Problem to work on: Scan the entries for "field". Every line that holds it is to be copied.

────

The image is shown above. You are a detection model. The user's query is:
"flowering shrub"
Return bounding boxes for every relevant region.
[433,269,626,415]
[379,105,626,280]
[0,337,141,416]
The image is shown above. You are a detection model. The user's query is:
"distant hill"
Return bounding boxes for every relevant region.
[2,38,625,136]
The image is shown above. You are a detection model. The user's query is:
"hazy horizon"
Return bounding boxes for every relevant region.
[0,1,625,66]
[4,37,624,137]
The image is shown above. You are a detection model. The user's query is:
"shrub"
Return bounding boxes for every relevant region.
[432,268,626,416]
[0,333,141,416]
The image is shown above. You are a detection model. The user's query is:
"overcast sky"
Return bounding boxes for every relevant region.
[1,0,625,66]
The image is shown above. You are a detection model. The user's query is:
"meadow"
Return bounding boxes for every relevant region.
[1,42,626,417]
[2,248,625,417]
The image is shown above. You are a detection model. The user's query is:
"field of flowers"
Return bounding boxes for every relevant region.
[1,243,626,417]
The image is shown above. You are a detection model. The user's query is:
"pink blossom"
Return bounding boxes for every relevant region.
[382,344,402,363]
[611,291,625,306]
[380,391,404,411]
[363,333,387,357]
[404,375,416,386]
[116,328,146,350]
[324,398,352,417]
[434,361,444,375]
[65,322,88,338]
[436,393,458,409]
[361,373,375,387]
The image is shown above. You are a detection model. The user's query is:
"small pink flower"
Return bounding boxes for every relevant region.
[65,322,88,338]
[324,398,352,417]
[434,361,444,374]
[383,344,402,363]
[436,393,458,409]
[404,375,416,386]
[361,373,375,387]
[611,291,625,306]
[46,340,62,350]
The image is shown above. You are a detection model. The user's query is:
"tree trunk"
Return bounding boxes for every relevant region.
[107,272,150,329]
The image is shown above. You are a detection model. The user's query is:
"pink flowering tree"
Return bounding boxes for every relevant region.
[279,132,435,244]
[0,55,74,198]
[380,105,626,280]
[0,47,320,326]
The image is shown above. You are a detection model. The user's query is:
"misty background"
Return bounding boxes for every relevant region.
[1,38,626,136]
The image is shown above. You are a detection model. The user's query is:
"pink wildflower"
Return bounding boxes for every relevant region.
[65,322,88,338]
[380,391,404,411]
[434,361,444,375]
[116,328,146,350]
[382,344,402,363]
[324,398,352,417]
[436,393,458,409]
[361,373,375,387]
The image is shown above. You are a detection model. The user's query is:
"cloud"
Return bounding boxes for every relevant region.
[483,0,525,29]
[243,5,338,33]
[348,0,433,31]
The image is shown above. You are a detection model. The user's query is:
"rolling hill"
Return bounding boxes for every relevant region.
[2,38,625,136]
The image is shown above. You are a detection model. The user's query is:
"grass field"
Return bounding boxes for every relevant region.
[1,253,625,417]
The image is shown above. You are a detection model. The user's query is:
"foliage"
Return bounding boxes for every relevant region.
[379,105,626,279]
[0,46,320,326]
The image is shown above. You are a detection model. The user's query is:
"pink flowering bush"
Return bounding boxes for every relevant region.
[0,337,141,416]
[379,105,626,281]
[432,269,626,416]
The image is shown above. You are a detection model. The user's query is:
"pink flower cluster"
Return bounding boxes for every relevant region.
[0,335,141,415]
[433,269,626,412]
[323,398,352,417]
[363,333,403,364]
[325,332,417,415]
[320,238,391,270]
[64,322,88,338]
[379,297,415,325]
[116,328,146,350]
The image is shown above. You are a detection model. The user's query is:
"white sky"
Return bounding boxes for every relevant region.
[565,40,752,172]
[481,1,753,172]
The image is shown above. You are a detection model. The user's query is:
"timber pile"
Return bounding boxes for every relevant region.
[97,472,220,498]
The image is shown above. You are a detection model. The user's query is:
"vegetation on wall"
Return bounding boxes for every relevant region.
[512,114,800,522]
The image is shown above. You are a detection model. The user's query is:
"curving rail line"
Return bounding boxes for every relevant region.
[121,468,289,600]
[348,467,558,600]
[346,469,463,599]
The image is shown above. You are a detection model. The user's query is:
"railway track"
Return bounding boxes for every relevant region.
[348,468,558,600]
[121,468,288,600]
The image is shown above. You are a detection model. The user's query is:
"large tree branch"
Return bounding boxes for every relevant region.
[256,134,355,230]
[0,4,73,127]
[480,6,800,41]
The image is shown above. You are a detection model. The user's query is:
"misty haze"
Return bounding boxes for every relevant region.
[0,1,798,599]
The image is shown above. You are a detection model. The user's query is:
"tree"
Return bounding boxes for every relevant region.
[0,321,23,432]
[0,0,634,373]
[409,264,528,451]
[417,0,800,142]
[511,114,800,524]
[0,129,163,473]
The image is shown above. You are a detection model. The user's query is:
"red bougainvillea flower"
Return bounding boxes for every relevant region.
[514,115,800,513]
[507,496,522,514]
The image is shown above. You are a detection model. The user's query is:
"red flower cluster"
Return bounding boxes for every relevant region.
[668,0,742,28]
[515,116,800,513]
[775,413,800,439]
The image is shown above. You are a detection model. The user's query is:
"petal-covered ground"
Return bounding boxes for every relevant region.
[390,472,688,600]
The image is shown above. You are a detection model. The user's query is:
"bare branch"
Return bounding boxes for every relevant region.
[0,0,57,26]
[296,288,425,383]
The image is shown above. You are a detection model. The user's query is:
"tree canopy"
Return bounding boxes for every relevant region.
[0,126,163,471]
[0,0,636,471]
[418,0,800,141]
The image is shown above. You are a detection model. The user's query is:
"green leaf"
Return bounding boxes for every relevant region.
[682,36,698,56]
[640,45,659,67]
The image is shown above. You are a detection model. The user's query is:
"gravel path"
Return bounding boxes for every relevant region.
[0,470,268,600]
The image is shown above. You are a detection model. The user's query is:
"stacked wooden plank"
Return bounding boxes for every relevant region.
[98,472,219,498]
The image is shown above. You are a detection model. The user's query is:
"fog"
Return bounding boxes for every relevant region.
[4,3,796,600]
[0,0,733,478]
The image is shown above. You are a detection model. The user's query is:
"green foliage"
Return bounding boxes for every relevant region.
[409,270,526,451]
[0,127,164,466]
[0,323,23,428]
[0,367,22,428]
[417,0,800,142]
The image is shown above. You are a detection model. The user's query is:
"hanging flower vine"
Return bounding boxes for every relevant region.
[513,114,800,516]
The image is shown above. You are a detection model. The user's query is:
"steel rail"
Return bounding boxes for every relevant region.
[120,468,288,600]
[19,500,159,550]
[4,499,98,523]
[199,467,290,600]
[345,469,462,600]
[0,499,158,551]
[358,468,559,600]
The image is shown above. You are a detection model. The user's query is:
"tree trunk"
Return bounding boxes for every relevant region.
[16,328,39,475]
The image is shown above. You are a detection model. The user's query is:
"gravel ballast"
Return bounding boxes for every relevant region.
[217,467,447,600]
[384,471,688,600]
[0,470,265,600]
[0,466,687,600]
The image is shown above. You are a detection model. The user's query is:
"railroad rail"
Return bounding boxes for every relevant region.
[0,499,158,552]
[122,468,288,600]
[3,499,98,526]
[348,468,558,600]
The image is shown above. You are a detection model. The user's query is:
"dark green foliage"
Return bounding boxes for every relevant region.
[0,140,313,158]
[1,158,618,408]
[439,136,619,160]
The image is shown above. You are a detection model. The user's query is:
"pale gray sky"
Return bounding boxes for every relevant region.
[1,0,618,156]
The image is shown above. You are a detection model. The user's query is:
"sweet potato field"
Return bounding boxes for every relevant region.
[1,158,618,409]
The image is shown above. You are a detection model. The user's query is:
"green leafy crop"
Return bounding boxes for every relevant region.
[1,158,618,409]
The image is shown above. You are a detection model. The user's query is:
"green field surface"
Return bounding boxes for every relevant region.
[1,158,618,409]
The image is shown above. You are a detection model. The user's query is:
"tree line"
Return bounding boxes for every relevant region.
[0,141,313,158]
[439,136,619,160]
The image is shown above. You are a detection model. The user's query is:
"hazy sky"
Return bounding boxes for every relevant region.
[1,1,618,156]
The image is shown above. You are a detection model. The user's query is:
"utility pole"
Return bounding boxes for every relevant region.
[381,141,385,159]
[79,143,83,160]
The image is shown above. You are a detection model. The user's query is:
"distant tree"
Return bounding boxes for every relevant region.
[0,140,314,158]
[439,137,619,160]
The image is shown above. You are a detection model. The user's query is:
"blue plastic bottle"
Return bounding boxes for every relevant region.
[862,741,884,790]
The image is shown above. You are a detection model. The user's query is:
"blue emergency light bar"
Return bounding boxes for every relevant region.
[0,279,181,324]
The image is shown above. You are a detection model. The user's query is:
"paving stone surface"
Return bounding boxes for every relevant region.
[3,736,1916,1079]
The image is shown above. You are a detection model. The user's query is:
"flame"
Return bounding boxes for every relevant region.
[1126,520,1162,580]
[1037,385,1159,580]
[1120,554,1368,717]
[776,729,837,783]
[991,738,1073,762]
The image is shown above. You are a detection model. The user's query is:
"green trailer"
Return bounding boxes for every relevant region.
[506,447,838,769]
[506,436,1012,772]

────

Result of the task:
"field of flowers"
"grass field"
"sweet potato field"
"green field surface"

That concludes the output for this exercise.